Your task is to set down the line containing "[indicate] red leather" and every later line of the entries, word for word, including the last.
BEGIN Records
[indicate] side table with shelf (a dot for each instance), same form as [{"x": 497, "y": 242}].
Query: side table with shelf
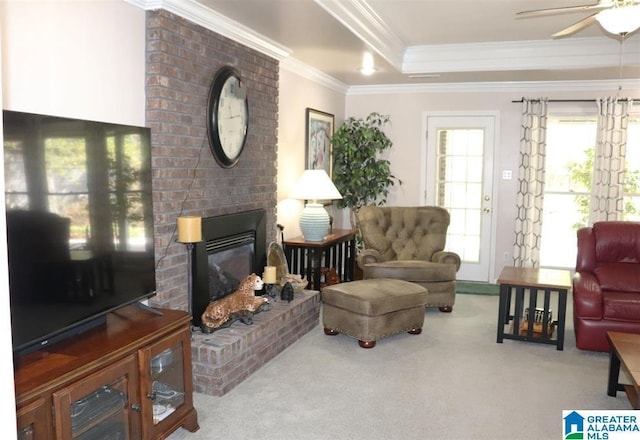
[
  {"x": 514, "y": 281},
  {"x": 336, "y": 251}
]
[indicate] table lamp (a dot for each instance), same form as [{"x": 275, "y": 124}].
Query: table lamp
[
  {"x": 190, "y": 232},
  {"x": 313, "y": 186}
]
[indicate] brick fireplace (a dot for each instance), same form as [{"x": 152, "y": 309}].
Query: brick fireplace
[{"x": 182, "y": 59}]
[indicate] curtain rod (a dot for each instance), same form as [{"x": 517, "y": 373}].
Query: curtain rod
[{"x": 569, "y": 100}]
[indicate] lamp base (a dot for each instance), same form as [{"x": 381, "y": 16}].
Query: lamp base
[{"x": 314, "y": 222}]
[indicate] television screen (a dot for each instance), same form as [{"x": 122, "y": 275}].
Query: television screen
[{"x": 79, "y": 223}]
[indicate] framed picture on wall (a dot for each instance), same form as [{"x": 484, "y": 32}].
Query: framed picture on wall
[{"x": 318, "y": 140}]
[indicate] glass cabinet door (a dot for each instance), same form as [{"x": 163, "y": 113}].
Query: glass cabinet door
[
  {"x": 163, "y": 380},
  {"x": 32, "y": 421},
  {"x": 103, "y": 406}
]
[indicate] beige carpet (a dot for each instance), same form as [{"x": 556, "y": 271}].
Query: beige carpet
[{"x": 451, "y": 382}]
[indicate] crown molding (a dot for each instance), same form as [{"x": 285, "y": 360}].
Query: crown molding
[
  {"x": 500, "y": 87},
  {"x": 218, "y": 23},
  {"x": 314, "y": 75},
  {"x": 363, "y": 21},
  {"x": 571, "y": 53}
]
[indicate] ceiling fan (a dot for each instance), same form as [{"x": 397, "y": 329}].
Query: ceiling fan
[{"x": 618, "y": 17}]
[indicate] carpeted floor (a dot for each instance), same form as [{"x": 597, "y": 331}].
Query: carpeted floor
[{"x": 451, "y": 382}]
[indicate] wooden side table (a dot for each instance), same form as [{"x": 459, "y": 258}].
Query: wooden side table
[
  {"x": 625, "y": 352},
  {"x": 517, "y": 280},
  {"x": 337, "y": 251}
]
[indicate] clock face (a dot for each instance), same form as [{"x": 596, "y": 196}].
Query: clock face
[{"x": 228, "y": 116}]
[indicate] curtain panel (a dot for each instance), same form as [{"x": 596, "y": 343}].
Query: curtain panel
[
  {"x": 607, "y": 188},
  {"x": 528, "y": 225}
]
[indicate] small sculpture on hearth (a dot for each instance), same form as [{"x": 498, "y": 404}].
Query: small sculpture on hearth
[
  {"x": 241, "y": 304},
  {"x": 329, "y": 277},
  {"x": 287, "y": 292}
]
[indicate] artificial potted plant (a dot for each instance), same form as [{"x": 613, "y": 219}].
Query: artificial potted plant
[{"x": 360, "y": 174}]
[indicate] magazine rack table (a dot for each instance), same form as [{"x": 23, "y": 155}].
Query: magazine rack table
[
  {"x": 514, "y": 281},
  {"x": 337, "y": 251},
  {"x": 625, "y": 352}
]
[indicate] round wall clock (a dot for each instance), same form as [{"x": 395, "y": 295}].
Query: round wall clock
[{"x": 227, "y": 116}]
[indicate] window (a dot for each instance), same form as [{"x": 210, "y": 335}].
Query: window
[{"x": 569, "y": 170}]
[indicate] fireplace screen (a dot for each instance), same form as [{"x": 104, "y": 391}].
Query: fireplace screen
[
  {"x": 230, "y": 260},
  {"x": 233, "y": 246}
]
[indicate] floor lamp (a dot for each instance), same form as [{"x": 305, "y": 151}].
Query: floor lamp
[{"x": 190, "y": 232}]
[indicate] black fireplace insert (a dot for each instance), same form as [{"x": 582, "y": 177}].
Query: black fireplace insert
[{"x": 232, "y": 247}]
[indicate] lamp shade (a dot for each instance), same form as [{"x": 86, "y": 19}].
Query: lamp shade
[
  {"x": 620, "y": 20},
  {"x": 189, "y": 229},
  {"x": 315, "y": 185}
]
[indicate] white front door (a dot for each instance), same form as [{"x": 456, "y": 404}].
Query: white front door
[{"x": 458, "y": 176}]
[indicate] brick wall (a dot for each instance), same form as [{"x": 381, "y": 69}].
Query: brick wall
[{"x": 182, "y": 59}]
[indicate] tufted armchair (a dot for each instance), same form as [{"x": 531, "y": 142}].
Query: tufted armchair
[
  {"x": 407, "y": 243},
  {"x": 606, "y": 285}
]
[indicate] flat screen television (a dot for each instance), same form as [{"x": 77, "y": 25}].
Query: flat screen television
[{"x": 79, "y": 224}]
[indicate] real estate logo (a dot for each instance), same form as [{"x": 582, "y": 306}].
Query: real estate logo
[{"x": 600, "y": 425}]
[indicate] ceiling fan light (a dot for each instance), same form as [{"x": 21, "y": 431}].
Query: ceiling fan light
[{"x": 621, "y": 20}]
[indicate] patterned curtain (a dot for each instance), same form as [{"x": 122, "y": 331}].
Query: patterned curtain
[
  {"x": 528, "y": 227},
  {"x": 609, "y": 160}
]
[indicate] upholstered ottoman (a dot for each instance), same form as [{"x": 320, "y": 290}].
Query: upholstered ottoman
[{"x": 372, "y": 309}]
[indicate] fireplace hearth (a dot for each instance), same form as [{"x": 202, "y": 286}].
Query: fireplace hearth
[{"x": 232, "y": 247}]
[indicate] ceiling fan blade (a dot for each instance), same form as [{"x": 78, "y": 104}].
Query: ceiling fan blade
[
  {"x": 563, "y": 10},
  {"x": 576, "y": 26}
]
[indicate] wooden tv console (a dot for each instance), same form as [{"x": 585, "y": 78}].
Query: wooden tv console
[{"x": 130, "y": 378}]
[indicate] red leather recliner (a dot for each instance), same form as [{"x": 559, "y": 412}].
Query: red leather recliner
[{"x": 606, "y": 285}]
END Records
Output below:
[indicate] red leather recliner (a dot for each instance), same form as [{"x": 559, "y": 412}].
Query: red leather recliner
[{"x": 606, "y": 285}]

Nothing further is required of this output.